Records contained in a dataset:

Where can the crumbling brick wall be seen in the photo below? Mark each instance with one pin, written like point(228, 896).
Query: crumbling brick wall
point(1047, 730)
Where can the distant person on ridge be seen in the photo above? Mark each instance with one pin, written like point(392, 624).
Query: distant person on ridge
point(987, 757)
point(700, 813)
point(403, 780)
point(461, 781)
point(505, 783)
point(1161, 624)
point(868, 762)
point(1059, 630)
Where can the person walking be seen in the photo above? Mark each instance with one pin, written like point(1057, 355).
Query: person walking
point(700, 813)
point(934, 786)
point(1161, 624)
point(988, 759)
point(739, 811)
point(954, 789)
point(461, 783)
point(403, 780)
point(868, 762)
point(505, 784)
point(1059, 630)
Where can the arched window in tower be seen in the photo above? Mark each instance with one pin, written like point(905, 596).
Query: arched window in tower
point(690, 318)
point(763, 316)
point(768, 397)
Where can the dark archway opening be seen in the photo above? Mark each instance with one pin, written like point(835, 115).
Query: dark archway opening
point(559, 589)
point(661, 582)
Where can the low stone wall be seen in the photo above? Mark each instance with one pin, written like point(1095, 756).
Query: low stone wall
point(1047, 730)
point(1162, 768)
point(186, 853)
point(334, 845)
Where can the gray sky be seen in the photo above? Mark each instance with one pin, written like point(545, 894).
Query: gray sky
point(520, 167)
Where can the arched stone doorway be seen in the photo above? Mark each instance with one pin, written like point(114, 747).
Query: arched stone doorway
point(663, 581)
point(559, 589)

...

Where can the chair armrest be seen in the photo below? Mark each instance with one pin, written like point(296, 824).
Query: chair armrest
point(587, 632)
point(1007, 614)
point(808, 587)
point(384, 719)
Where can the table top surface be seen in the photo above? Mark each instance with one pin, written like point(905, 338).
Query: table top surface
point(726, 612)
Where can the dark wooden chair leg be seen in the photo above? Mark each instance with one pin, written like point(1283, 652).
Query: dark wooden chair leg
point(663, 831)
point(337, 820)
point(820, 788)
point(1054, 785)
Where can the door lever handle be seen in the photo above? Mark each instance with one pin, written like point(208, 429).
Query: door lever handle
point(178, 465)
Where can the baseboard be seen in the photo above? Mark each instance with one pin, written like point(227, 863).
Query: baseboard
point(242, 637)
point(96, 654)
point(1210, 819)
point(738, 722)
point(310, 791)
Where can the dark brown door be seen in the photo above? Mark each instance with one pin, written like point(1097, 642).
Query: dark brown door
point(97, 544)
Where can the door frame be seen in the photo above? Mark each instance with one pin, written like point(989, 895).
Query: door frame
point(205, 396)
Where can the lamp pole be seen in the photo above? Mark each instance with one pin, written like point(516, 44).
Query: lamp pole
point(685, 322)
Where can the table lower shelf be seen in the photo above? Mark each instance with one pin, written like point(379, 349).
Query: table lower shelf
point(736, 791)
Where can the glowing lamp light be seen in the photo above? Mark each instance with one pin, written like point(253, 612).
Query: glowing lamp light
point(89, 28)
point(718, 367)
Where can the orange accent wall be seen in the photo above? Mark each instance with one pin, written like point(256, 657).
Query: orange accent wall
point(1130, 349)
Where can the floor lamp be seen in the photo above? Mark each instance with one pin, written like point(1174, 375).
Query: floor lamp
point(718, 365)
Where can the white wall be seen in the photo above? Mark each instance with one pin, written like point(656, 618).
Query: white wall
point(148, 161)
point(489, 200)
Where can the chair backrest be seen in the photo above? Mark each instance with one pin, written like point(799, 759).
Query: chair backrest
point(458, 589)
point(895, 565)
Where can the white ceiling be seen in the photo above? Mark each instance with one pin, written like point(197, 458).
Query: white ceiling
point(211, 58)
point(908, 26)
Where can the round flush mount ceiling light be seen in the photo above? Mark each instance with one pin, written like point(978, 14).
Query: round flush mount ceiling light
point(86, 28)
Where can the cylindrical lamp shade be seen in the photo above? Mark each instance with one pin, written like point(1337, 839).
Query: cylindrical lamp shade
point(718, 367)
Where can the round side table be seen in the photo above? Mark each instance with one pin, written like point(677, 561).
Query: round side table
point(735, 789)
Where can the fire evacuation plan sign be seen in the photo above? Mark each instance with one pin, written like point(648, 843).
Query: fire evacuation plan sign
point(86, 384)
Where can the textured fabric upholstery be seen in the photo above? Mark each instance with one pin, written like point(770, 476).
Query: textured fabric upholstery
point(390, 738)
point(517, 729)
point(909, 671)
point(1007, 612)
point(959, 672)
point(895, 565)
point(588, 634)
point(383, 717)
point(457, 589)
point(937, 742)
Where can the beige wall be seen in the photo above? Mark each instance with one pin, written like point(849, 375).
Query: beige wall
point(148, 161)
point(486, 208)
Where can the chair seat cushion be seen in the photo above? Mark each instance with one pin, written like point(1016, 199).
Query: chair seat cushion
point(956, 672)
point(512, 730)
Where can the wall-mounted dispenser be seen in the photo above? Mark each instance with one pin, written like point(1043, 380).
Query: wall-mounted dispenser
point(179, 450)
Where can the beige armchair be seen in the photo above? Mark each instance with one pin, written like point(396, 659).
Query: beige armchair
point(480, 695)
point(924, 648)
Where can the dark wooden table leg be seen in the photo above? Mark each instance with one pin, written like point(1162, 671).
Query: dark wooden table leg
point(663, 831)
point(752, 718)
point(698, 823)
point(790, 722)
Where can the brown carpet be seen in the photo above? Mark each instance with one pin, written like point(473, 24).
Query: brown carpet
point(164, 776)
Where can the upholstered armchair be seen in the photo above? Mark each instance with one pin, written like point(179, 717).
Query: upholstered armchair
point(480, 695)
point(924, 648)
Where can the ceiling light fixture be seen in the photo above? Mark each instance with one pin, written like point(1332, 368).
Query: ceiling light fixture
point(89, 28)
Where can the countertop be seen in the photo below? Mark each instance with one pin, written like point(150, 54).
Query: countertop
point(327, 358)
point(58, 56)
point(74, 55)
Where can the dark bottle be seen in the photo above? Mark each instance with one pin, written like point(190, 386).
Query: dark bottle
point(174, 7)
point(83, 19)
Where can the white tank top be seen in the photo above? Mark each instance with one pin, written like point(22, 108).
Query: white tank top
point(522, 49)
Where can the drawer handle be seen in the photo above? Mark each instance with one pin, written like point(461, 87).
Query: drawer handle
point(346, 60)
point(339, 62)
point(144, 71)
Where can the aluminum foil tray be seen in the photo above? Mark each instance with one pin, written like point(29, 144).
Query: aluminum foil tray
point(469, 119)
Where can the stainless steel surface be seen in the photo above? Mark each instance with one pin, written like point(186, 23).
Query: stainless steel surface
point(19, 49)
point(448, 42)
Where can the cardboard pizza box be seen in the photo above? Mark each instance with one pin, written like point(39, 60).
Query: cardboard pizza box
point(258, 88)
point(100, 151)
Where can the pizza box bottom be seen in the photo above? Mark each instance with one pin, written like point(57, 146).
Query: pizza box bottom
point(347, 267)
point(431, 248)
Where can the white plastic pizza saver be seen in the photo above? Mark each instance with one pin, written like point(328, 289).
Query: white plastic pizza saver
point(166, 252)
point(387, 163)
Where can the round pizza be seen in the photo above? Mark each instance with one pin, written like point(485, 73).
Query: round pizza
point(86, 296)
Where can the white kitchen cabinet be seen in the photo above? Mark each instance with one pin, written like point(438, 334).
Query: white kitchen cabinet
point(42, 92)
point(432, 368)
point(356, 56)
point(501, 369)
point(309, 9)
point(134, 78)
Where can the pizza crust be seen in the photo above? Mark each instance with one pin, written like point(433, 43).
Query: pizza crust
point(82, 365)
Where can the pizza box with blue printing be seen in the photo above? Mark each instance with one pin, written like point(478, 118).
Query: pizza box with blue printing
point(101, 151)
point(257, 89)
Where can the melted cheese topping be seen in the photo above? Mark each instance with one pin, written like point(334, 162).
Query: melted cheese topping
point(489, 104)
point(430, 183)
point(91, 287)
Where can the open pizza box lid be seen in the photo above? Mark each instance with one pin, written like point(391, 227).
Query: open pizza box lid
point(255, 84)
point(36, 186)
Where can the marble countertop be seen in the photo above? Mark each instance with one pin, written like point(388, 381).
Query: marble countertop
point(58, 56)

--

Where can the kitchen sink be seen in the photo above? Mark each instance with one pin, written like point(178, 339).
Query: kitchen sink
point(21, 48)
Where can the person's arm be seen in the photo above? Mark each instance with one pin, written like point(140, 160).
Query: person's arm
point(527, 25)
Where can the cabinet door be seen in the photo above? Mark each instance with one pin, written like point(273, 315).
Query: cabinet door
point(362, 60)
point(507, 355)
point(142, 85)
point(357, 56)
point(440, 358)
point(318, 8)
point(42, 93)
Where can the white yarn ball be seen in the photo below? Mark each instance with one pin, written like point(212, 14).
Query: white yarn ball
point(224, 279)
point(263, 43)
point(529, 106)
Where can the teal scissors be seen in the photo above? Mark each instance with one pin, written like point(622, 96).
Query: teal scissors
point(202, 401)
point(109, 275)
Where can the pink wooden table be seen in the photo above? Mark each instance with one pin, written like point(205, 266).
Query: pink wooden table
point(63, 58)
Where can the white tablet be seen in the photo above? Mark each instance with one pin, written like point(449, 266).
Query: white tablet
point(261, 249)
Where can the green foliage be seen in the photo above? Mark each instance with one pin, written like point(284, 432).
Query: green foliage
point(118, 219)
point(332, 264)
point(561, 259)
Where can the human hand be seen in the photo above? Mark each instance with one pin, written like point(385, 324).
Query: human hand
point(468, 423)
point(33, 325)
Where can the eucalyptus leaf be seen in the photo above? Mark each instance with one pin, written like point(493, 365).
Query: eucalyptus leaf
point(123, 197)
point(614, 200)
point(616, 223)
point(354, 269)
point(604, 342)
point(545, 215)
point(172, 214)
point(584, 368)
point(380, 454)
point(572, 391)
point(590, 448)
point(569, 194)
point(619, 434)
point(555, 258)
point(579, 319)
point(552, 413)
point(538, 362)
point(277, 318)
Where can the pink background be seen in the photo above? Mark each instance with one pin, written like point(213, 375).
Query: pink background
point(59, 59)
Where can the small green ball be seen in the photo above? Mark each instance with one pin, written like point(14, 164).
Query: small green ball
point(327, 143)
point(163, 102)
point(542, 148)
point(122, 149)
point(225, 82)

Task objective: Look through the entries and return each line that has the word "below" in it.

Task result:
Where can the crumbling brick wall be seen in the photo below? Mark each instance with one pin, written like point(228, 896).
Where can the chair armrest be seen in the photo below? Mark each instance with one pin, written like point(296, 824).
Where can the countertop be seen in the photo below? Mark each instance with one pin, written like point(150, 54).
Where can the white yarn ball be seen in the photo below? Mark each instance with one pin, written like point(212, 14).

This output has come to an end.